# What the exercise asks
Which of the rows below contain the word "point"? Report each of those rows in full, treating uppercase and lowercase letters as different.

# Extracted information
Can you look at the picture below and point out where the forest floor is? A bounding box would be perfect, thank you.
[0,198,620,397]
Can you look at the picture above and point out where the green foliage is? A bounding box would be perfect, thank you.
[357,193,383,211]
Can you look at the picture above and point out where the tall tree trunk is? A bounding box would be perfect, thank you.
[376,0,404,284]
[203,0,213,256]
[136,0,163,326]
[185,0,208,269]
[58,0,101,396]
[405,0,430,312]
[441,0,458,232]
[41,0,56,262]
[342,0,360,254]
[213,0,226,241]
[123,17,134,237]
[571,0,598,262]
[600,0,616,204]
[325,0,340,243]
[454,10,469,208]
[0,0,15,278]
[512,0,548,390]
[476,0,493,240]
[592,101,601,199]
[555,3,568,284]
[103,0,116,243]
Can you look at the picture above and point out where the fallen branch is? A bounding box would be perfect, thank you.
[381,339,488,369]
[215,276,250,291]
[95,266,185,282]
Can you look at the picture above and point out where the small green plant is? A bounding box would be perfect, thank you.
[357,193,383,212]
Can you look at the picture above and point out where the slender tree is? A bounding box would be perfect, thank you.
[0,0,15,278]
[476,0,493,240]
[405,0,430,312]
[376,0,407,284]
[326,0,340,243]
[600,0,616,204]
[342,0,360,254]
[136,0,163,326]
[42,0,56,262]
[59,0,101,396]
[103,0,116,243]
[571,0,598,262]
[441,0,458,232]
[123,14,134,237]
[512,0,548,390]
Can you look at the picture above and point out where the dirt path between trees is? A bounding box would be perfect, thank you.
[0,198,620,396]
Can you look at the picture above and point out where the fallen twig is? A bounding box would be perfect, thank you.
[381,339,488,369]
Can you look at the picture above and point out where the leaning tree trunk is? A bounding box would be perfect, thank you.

# Reply to the task
Can you look at the picture below and point out where the forest floor is? A bounding box would be perfect, thank you.
Can you look at the picture above and point out where the green foliage is? A bounding box would be perfect, thank you.
Can you look at the picture above and point out where the tall tree trunk is? A bounding box would be perfect, thank you.
Can you look at the picture above and point out where the fallen branch is? A bounding box would be perfect, thank you.
Can you look at the picture above and point out where the small green plant is? A bounding box would be perfect, thank you.
Can you look at the picture above and point out where the slender tree is? A bounding box would be perfect, thank you.
Can you look at the picture above and point out where the dirt path between trees is? A bounding box would be perfect, thank you.
Can you look at the picture above and point out where the fallen twig is? A bounding box would be perfect, thank you.
Can you look at the picture above and point out where the leaning tree trunk is? A bounding box would be perfect, thank you.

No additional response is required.